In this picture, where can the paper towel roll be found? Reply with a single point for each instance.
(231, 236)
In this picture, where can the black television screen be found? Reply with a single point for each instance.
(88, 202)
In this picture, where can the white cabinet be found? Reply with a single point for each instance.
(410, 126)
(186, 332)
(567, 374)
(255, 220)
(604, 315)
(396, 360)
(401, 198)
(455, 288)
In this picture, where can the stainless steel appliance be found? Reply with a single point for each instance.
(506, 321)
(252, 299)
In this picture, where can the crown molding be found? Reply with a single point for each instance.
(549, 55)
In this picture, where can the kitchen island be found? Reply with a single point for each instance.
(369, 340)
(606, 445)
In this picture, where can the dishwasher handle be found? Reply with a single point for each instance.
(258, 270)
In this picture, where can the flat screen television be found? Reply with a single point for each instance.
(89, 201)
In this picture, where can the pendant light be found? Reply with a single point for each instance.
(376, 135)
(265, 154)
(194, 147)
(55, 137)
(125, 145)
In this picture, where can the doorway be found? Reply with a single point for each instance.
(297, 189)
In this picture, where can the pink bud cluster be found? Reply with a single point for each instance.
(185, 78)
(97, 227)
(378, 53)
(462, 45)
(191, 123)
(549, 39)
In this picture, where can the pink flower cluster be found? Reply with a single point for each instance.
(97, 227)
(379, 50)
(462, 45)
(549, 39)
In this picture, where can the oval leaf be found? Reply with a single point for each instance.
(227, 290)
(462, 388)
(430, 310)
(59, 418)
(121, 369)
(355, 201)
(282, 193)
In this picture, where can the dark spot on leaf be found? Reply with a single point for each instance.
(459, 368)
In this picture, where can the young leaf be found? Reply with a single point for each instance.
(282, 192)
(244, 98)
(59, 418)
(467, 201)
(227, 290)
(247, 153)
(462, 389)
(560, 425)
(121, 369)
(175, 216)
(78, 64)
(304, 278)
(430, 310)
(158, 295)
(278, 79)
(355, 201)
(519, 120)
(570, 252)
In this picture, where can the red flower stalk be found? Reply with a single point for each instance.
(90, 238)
__________
PROBLEM TO WORK ON: Rewrite the listing above, changing every "Reply" to "Answer" and leaving all other wording as it is.

FINISHED ANSWER:
In this picture, where can the paper towel roll be found? Answer with a single point for each instance.
(231, 236)
In this picture, where can the black television screen be found? Answer with a single point for each instance.
(88, 202)
In this picture, where can the white cabinet be found? Answer with a single point for each instance.
(410, 126)
(186, 332)
(567, 374)
(255, 220)
(604, 315)
(396, 360)
(401, 198)
(455, 288)
In this picture, where can the stainless steel appliance be found? Answer with a single point for each instance.
(506, 321)
(252, 299)
In this picture, where can the crown molding be found? Answer with a single point for each instance.
(549, 55)
In this picture, where can the kitchen island be found? Answer with a single point for each instance.
(369, 340)
(606, 445)
In this picture, where can the dishwasher handle be found? Answer with a single point for each instance.
(258, 270)
In this picture, where can the flat screen television be found? Answer with a single point for each instance.
(89, 201)
In this picture, where can the pendant light be found? Answer with a single point for each instance.
(376, 135)
(265, 154)
(194, 147)
(55, 137)
(125, 145)
In this picture, where can the doorway be found? Answer with a single point for each instance.
(297, 189)
In this picture, where can the pink bud cluster be found? Answer with a single point for each instance.
(185, 78)
(97, 227)
(378, 53)
(462, 45)
(191, 123)
(549, 39)
In this picture, where can the pink flower cluster be found? Answer with a single point for each instance.
(97, 227)
(379, 50)
(462, 45)
(549, 39)
In this picture, where can the oval leaf be found? Answer with a single point for each instance.
(227, 290)
(462, 388)
(430, 310)
(59, 418)
(121, 369)
(355, 201)
(282, 193)
In this picture, where can the dark spot on leaf be found? Answer with a single point for each instance.
(459, 368)
In this picture, where can the young leaf be found? Answer with a single point for each instance.
(282, 192)
(244, 98)
(59, 418)
(467, 201)
(227, 290)
(247, 153)
(462, 389)
(560, 425)
(121, 369)
(175, 216)
(78, 64)
(304, 278)
(430, 310)
(158, 295)
(278, 79)
(355, 201)
(519, 120)
(570, 252)
In this picture, where can the red flower stalk be found? Answer with a single point for each instance.
(90, 238)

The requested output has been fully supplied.